EXERCISE TASK A | Reproduce the passage of the Giles v. Little case that starts at "Decision Date01 October" and ends at "District of Nebraska.".

TEXT PASSAGE |
== == ==
Giles v. Little

Decision Date01 October 1881
Citation104 U.S. 291,26 L.Ed. 745
PartiesGILES v. LITTLE
CourtU.S. Supreme Court

ERROR to the Circuit Court of the United States for the District of Nebraska.

This was an action for the recovery of lot No. 6, in block 54, in the city of Lincoln, Nebraska.

The following are the material averments of the petition:——

'On June 10, 1869, and thence up to his death, Jacob Dawson was seised and possessed of divers real and personal estates of great value, and had a wife named Edith J., and six children who were on said day minors, and some very young, and all without any property whatever, his wife being seised and possessed in her own right of real and personal estates of the value of ten thousand dollars and over.

'On said day the said Jacob made his last will and testament, which contained the following sole bequest: After all my lawful debts are paid and discharged, the residue of my estate, real and personal, I give, bequeath, and dispose of as follows, to wit: To my beloved wife Edith J. Dawson I give and bequeath all my estate, real and personal, of which I may die seised, the same to remain and be hers, with full power, right, and authority to dispose of the same, as to her shall seem meet and proper, so long as she shall remain my widow; upon the express condition, that, if she shall marry again, then it is my will that all of the estate herein bequeathed, or whatever may remain, should go to my surviving children, share and share alike; and in case any of my children should have deceased, leaving issue, then the issue so left to receive the share to which said child would be entitled. I likewise make, constitute, and appoint my said wife Edith J. to be executrix of this my last will and testament.
== == ==
DATA SECTION |
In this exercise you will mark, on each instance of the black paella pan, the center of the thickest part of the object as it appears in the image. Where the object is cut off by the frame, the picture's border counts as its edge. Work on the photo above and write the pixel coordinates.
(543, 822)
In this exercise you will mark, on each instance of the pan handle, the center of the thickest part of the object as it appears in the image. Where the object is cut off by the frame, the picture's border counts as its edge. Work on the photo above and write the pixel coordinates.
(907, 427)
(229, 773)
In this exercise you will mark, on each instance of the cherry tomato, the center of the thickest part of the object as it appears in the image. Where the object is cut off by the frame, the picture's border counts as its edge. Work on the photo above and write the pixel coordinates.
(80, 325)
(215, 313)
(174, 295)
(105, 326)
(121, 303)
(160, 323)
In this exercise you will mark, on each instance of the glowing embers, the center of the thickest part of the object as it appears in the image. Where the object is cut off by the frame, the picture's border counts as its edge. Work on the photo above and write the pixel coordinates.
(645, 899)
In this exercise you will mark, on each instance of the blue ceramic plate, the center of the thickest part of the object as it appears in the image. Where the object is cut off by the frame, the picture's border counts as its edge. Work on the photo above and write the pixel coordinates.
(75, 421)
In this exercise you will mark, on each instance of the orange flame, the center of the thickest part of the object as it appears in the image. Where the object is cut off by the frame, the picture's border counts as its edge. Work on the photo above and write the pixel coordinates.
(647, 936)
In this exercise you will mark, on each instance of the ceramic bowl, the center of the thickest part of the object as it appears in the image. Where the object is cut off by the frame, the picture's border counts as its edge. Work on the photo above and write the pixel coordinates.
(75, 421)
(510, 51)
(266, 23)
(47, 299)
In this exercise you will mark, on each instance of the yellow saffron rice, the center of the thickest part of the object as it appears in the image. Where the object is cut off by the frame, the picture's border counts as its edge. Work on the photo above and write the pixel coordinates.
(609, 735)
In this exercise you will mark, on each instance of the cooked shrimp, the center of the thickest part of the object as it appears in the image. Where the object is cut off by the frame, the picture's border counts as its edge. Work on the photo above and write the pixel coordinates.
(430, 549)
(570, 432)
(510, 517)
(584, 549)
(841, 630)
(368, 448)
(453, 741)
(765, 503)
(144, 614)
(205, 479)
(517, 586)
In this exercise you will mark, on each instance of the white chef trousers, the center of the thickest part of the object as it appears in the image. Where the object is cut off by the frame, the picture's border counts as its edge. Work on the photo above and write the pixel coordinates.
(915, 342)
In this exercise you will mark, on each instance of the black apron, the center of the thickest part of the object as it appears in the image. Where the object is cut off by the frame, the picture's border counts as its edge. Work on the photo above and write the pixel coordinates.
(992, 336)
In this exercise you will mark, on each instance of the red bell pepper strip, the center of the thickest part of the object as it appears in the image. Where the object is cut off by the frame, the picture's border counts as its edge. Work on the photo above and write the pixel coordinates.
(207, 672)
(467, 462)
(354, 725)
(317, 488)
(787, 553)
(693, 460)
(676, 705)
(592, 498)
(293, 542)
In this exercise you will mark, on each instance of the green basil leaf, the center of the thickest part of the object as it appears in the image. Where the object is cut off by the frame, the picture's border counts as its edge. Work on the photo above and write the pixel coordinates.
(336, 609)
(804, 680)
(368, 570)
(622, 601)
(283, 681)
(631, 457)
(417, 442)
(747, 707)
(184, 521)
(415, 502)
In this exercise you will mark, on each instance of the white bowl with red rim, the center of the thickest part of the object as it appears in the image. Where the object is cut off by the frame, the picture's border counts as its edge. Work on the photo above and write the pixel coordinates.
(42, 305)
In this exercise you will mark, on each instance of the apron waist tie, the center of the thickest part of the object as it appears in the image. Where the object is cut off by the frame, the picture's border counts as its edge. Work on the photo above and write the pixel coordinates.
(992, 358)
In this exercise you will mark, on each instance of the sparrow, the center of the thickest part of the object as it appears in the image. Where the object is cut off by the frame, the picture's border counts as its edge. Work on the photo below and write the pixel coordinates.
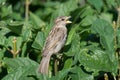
(54, 42)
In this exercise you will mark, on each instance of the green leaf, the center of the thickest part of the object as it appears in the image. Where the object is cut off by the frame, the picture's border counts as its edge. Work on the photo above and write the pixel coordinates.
(71, 34)
(2, 40)
(106, 33)
(96, 3)
(36, 21)
(79, 74)
(88, 20)
(65, 8)
(15, 26)
(39, 41)
(26, 32)
(118, 37)
(86, 11)
(25, 63)
(6, 11)
(22, 73)
(61, 74)
(99, 59)
(73, 48)
(9, 42)
(68, 63)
== == ==
EXERCISE TASK B | Identify each line in the listing that contains the word "cherry".

TASK OUTPUT A |
Decision Date01 October 1881
Citation104 U.S. 291,26 L.Ed. 745
PartiesGILES v. LITTLE
CourtU.S. Supreme Court

ERROR to the Circuit Court of the United States for the District of Nebraska.

TASK OUTPUT B |
In this exercise you will mark, on each instance of the cherry tomato, the center of the thickest part of the object as it appears in the image. Where the object is cut off by the frame, the picture's border counts as its edge. Work on the photo above and write the pixel coordinates.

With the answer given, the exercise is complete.